WHAT TO PRODUCE: Reproduce the passage below on school internet filtering word for word, starting at the words "In US high schools" and stopping after the words "timely instructional relevance.".

SOURCE TEXT:
There is lots of excitement for the promise of broadband. But this initiative will not move forward until key barriers are addressed. The first barrier is the overwhelming emphasis on standardized test scores - which stifles educational innovation. Massive amounts have been and could be written on this.
The second major barrier should be more easily addressed. This is the concern about the management of the use of technologies in schools. When the Internet first came into schools the major fear was students accessing online porn. Filtering software was "sold" as the solution. At the same time the Federal Government began funding technologies to bypass filtering - for the benefit of residents in repressive regimes.
In US high schools today, the students can easily bypass the filter to get wherever they want. But the teachers can't. Funny thing. Students simply want to bypass the filter to engage in socializing. Teachers are prevented from accessing material that has relevant, timely instructional relevance.
In most schools, YouTube is blocked. Ditto any "social networking" site - translation "any site with interactive capabilities." Throughout this country there are safe school personnel who can't bypass the filter to investigate potentially threatening material posted by students on a social networking profile. The fear-mongering about social networking by some in law enforcement has generated fear about the use of these technologies in schools.

SUPPLIED DATA:
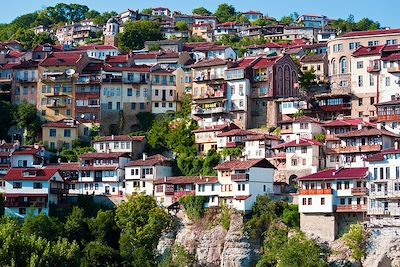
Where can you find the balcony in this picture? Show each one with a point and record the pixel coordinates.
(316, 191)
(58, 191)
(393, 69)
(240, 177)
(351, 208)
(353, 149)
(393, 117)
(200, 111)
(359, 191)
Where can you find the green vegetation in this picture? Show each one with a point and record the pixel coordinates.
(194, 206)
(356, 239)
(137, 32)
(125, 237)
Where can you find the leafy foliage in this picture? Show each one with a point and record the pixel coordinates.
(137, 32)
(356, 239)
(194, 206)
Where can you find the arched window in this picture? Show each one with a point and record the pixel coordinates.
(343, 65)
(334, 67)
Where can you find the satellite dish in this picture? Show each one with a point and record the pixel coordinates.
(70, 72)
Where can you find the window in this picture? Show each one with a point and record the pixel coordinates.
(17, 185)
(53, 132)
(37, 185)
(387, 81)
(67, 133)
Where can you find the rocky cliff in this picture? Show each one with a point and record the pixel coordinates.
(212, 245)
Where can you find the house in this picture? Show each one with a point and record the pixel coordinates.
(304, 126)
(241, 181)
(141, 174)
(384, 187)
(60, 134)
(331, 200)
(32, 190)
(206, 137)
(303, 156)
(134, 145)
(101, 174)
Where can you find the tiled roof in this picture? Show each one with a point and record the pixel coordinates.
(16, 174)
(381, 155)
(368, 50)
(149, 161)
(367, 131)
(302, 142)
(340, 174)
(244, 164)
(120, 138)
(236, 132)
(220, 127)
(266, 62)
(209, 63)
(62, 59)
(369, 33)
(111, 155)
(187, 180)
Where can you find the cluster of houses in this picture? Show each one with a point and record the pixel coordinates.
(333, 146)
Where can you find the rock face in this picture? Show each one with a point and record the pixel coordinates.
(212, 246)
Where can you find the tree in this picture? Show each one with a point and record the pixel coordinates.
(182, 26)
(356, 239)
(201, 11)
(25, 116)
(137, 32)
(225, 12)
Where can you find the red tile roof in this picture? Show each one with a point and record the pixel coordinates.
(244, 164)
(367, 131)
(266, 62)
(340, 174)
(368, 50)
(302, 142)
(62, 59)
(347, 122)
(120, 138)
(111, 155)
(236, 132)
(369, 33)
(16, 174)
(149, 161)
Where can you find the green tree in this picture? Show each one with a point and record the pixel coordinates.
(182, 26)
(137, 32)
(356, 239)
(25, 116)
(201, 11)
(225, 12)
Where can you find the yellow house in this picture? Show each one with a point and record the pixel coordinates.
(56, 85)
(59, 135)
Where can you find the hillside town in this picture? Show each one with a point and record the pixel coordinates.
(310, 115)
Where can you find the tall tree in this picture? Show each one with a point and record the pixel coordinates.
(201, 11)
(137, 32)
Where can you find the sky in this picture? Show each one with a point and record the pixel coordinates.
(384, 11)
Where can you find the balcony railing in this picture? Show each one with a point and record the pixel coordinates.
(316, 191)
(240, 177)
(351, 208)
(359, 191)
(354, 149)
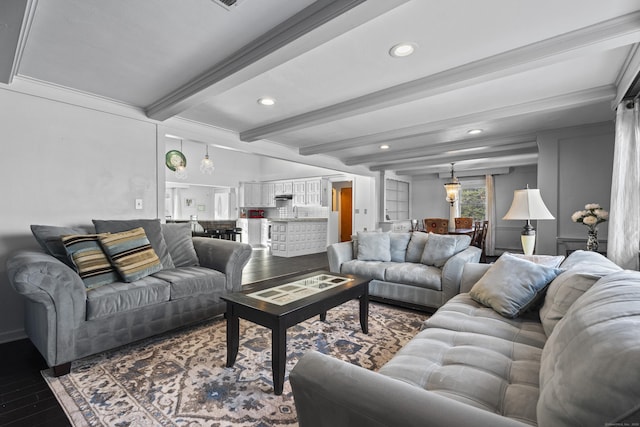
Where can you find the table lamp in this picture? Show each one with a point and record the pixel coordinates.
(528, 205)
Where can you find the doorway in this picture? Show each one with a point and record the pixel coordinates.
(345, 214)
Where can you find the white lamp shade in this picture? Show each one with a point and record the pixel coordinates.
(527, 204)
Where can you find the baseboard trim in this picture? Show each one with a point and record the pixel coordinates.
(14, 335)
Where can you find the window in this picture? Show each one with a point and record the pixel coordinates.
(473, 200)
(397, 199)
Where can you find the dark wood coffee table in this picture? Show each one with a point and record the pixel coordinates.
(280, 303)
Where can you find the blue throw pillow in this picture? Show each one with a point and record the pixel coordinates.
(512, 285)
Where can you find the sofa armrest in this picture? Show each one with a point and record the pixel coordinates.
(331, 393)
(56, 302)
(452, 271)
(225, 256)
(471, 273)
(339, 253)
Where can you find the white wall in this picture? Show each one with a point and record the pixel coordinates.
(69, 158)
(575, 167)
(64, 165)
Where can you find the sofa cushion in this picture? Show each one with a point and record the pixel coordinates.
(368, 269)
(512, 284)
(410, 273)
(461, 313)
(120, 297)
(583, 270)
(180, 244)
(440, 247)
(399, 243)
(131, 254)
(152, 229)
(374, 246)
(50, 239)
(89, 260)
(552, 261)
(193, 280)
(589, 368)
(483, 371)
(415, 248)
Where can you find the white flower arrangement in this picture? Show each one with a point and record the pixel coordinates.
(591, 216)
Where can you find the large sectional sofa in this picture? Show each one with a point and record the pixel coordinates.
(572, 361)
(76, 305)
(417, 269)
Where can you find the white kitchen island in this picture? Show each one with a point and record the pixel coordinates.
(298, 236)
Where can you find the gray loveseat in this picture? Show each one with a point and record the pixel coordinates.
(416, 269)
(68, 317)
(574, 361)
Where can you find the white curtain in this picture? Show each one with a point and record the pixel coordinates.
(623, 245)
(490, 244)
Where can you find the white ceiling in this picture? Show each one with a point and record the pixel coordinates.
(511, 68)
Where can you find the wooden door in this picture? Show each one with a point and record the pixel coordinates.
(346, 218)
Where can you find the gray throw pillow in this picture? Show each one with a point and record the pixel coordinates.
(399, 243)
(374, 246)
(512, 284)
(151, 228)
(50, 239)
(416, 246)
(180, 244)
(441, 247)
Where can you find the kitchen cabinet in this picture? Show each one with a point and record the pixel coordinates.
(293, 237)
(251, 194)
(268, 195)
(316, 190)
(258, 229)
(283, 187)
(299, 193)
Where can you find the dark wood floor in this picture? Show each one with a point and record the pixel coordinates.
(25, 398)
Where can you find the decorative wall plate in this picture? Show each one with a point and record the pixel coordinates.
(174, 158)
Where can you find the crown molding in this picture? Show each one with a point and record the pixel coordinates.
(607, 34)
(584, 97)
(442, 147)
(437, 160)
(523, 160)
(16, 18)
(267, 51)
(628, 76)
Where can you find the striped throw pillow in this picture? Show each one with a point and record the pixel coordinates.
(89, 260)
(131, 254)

WRITTEN RESPONSE:
In US high schools today, the students can easily bypass the filter to get wherever they want. But the teachers can't. Funny thing. Students simply want to bypass the filter to engage in socializing. Teachers are prevented from accessing material that has relevant, timely instructional relevance.